** Begin **

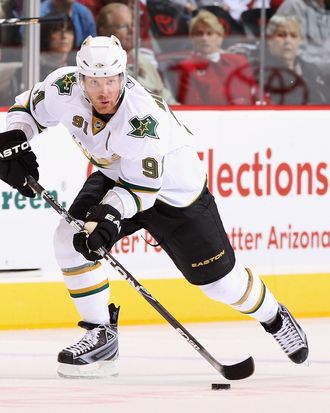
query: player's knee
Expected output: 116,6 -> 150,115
54,219 -> 85,268
199,261 -> 248,304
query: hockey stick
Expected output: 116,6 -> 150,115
27,176 -> 254,380
0,14 -> 67,26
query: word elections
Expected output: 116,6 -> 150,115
0,191 -> 66,210
198,148 -> 330,198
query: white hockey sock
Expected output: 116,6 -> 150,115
199,262 -> 278,323
62,262 -> 110,324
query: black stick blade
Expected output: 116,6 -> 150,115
221,357 -> 254,380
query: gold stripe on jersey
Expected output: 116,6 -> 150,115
92,115 -> 107,135
69,280 -> 109,298
8,92 -> 47,133
116,178 -> 160,194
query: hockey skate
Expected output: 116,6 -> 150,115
57,304 -> 120,378
261,304 -> 308,364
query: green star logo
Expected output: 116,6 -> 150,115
53,73 -> 76,95
128,115 -> 159,139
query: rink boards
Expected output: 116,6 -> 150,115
0,110 -> 330,328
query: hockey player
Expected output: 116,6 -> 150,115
0,36 -> 308,377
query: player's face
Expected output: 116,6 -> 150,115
191,23 -> 223,55
268,22 -> 301,61
84,75 -> 122,115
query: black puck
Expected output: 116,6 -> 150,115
211,383 -> 230,390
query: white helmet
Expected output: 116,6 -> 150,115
77,36 -> 127,77
76,36 -> 127,102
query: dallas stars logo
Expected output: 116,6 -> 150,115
127,115 -> 159,139
53,73 -> 76,95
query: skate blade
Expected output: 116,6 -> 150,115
57,360 -> 119,379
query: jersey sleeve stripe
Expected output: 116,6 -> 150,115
8,105 -> 47,133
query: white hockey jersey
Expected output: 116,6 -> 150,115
7,66 -> 206,218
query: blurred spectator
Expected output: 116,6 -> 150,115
40,16 -> 76,80
276,0 -> 330,74
96,3 -> 177,104
0,0 -> 24,61
172,10 -> 256,105
78,0 -> 105,17
40,0 -> 96,48
265,16 -> 330,105
0,27 -> 22,106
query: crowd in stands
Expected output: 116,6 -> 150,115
0,0 -> 330,106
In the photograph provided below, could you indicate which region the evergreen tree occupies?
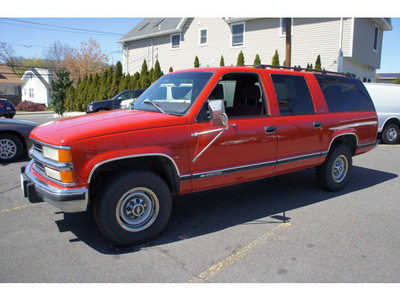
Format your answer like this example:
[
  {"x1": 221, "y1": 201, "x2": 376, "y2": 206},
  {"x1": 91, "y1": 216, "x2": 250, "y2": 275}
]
[
  {"x1": 131, "y1": 72, "x2": 140, "y2": 90},
  {"x1": 106, "y1": 66, "x2": 115, "y2": 99},
  {"x1": 236, "y1": 51, "x2": 244, "y2": 66},
  {"x1": 99, "y1": 69, "x2": 109, "y2": 100},
  {"x1": 111, "y1": 61, "x2": 122, "y2": 97},
  {"x1": 253, "y1": 54, "x2": 261, "y2": 66},
  {"x1": 51, "y1": 68, "x2": 72, "y2": 115},
  {"x1": 64, "y1": 85, "x2": 75, "y2": 112},
  {"x1": 271, "y1": 50, "x2": 279, "y2": 66},
  {"x1": 315, "y1": 55, "x2": 322, "y2": 70},
  {"x1": 194, "y1": 55, "x2": 200, "y2": 68}
]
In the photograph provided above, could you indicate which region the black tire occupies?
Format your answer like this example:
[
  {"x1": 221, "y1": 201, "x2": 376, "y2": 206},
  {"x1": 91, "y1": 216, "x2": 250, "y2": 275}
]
[
  {"x1": 0, "y1": 133, "x2": 24, "y2": 162},
  {"x1": 94, "y1": 171, "x2": 172, "y2": 246},
  {"x1": 382, "y1": 124, "x2": 400, "y2": 145},
  {"x1": 317, "y1": 146, "x2": 353, "y2": 192}
]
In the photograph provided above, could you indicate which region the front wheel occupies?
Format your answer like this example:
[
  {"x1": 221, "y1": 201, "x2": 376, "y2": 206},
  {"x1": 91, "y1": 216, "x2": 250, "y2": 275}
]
[
  {"x1": 317, "y1": 146, "x2": 352, "y2": 191},
  {"x1": 382, "y1": 124, "x2": 399, "y2": 145},
  {"x1": 94, "y1": 172, "x2": 172, "y2": 246}
]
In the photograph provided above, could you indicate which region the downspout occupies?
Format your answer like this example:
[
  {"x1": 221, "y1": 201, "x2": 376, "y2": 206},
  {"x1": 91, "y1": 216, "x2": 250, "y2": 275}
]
[{"x1": 337, "y1": 17, "x2": 343, "y2": 72}]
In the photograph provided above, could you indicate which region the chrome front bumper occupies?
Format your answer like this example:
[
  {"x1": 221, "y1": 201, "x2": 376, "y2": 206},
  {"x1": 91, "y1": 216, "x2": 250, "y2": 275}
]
[{"x1": 21, "y1": 160, "x2": 89, "y2": 213}]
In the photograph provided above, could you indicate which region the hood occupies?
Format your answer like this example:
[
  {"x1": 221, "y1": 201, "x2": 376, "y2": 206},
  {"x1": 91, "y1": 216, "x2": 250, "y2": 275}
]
[{"x1": 31, "y1": 110, "x2": 186, "y2": 146}]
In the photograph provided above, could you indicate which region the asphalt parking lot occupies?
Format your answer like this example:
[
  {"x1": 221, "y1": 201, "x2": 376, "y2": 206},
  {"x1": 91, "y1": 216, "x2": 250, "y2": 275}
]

** End **

Task goal. Render every line of the rows above as a Markdown table with the columns No. and Line. Number the lines in order, skip any blank lines, and leave the pictures out.

Correct response.
| No. | Line |
|---|---|
| 1 | query: player's knee |
| 2 | Expected output: 116,6 -> 150,115 |
| 3 | 54,219 -> 85,268 |
| 4 | 199,261 -> 248,304 |
| 5 | query: hockey stick |
| 6 | Expected output: 116,6 -> 150,115 |
| 7 | 27,176 -> 254,380 |
| 8 | 0,14 -> 67,26 |
| 9 | query: word elections |
| 10 | Expected output: 116,6 -> 150,115 |
| 11 | 0,191 -> 66,210 |
| 12 | 198,148 -> 330,198 |
| 13 | query: white hockey sock |
| 14 | Expected output: 116,6 -> 150,115 |
| 15 | 199,262 -> 278,323 |
| 16 | 62,262 -> 110,324 |
| 17 | query: black stick blade |
| 18 | Expected output: 116,6 -> 150,115 |
| 19 | 221,357 -> 254,380 |
| 20 | query: gold stripe on jersey |
| 21 | Expected output: 116,6 -> 150,115 |
| 22 | 92,115 -> 107,135 |
| 23 | 69,280 -> 109,298 |
| 24 | 8,92 -> 47,133 |
| 25 | 116,178 -> 160,194 |
| 26 | query: hockey skate |
| 27 | Expected output: 116,6 -> 150,115 |
| 28 | 57,304 -> 120,378 |
| 29 | 261,304 -> 308,364 |
| 30 | query: green star logo |
| 31 | Expected output: 116,6 -> 150,115 |
| 32 | 53,73 -> 76,95 |
| 33 | 128,115 -> 159,139 |
| 34 | query: rink boards |
| 35 | Expected output: 116,6 -> 150,115 |
| 36 | 0,110 -> 330,328 |
| 37 | query: hockey player |
| 38 | Expected output: 116,6 -> 150,115 |
| 39 | 0,36 -> 308,377 |
| 40 | query: player's face |
| 41 | Expected output: 116,6 -> 150,115 |
| 42 | 191,23 -> 223,55 |
| 43 | 268,22 -> 301,61 |
| 44 | 84,75 -> 122,115 |
| 45 | query: black puck |
| 46 | Expected output: 116,6 -> 150,115 |
| 47 | 211,383 -> 230,390 |
| 48 | query: white helmet |
| 49 | Expected output: 116,6 -> 150,115 |
| 50 | 77,36 -> 127,77 |
| 51 | 76,36 -> 127,102 |
| 52 | query: dallas stars logo |
| 53 | Expected output: 116,6 -> 150,115 |
| 54 | 127,115 -> 159,139 |
| 55 | 53,73 -> 76,95 |
| 56 | query: skate blade |
| 57 | Expected output: 116,6 -> 150,115 |
| 58 | 57,360 -> 119,379 |
| 59 | query: jersey sleeve stripe |
| 60 | Expected output: 116,6 -> 150,115 |
| 61 | 8,105 -> 47,133 |
| 62 | query: white hockey jersey |
| 63 | Expected output: 116,6 -> 150,115 |
| 64 | 7,66 -> 206,218 |
| 65 | query: blurred spectator |
| 66 | Expected output: 116,6 -> 150,115 |
| 67 | 40,16 -> 76,80 |
| 68 | 276,0 -> 330,74 |
| 69 | 96,3 -> 177,104 |
| 70 | 0,0 -> 24,61 |
| 71 | 172,10 -> 256,105 |
| 72 | 78,0 -> 105,17 |
| 73 | 40,0 -> 96,48 |
| 74 | 265,16 -> 330,105 |
| 75 | 0,27 -> 22,106 |
| 76 | query: crowd in stands |
| 77 | Expected output: 116,6 -> 150,115 |
| 78 | 0,0 -> 330,106 |
| 79 | In the photograph provided below, could you indicate which region the evergreen tree occupies? |
| 80 | Format your answer like this example: |
| 81 | [ |
| 82 |   {"x1": 221, "y1": 201, "x2": 376, "y2": 206}, |
| 83 |   {"x1": 91, "y1": 216, "x2": 250, "y2": 275} |
| 84 | ] |
| 85 | [ |
| 86 |   {"x1": 131, "y1": 72, "x2": 140, "y2": 90}, |
| 87 |   {"x1": 106, "y1": 66, "x2": 115, "y2": 99}, |
| 88 |   {"x1": 236, "y1": 51, "x2": 244, "y2": 66}, |
| 89 |   {"x1": 99, "y1": 69, "x2": 109, "y2": 100}, |
| 90 |   {"x1": 111, "y1": 61, "x2": 122, "y2": 97}, |
| 91 |   {"x1": 253, "y1": 54, "x2": 261, "y2": 66}, |
| 92 |   {"x1": 51, "y1": 68, "x2": 72, "y2": 115}, |
| 93 |   {"x1": 64, "y1": 85, "x2": 75, "y2": 112}, |
| 94 |   {"x1": 271, "y1": 50, "x2": 279, "y2": 66}, |
| 95 |   {"x1": 315, "y1": 55, "x2": 322, "y2": 70}, |
| 96 |   {"x1": 194, "y1": 55, "x2": 200, "y2": 68} |
| 97 | ] |
| 98 | In the photograph provided above, could you indicate which region the black tire occupies? |
| 99 | Format your answer like this example: |
| 100 | [ |
| 101 |   {"x1": 221, "y1": 201, "x2": 376, "y2": 206}, |
| 102 |   {"x1": 91, "y1": 216, "x2": 250, "y2": 275} |
| 103 | ] |
| 104 | [ |
| 105 |   {"x1": 0, "y1": 133, "x2": 24, "y2": 162}, |
| 106 |   {"x1": 94, "y1": 171, "x2": 172, "y2": 246}, |
| 107 |   {"x1": 382, "y1": 124, "x2": 400, "y2": 145}, |
| 108 |   {"x1": 317, "y1": 146, "x2": 353, "y2": 192} |
| 109 | ] |
| 110 | In the photograph provided above, could you indicate which region the front wheel occupies? |
| 111 | Format your answer like this example: |
| 112 | [ |
| 113 |   {"x1": 221, "y1": 201, "x2": 376, "y2": 206}, |
| 114 |   {"x1": 91, "y1": 216, "x2": 250, "y2": 275} |
| 115 | ] |
| 116 | [ |
| 117 |   {"x1": 317, "y1": 146, "x2": 352, "y2": 191}, |
| 118 |   {"x1": 382, "y1": 124, "x2": 399, "y2": 145}, |
| 119 |   {"x1": 94, "y1": 172, "x2": 172, "y2": 246} |
| 120 | ] |
| 121 | In the photograph provided above, could you indicate which region the downspout occupies? |
| 122 | Format your answer like this example: |
| 123 | [ |
| 124 |   {"x1": 221, "y1": 201, "x2": 376, "y2": 206}, |
| 125 |   {"x1": 91, "y1": 216, "x2": 250, "y2": 275} |
| 126 | ] |
| 127 | [{"x1": 337, "y1": 17, "x2": 343, "y2": 72}] |
| 128 | In the photograph provided above, could you indicate which region the chrome front bumper occupies? |
| 129 | Format your answer like this example: |
| 130 | [ |
| 131 |   {"x1": 221, "y1": 201, "x2": 376, "y2": 206}, |
| 132 |   {"x1": 91, "y1": 216, "x2": 250, "y2": 275} |
| 133 | ] |
| 134 | [{"x1": 21, "y1": 160, "x2": 89, "y2": 213}] |
| 135 | In the photograph provided above, could you indicate which region the hood occupies? |
| 136 | Format your answer like this example: |
| 137 | [ |
| 138 |   {"x1": 221, "y1": 201, "x2": 376, "y2": 206}, |
| 139 |   {"x1": 91, "y1": 216, "x2": 250, "y2": 275} |
| 140 | ] |
| 141 | [{"x1": 31, "y1": 110, "x2": 186, "y2": 146}] |
| 142 | In the photograph provided above, could you indicate which region the asphalt parking lot occupies? |
| 143 | Format your answer like this example: |
| 144 | [ |
| 145 |   {"x1": 221, "y1": 201, "x2": 376, "y2": 206}, |
| 146 |   {"x1": 91, "y1": 216, "x2": 250, "y2": 275} |
| 147 | ] |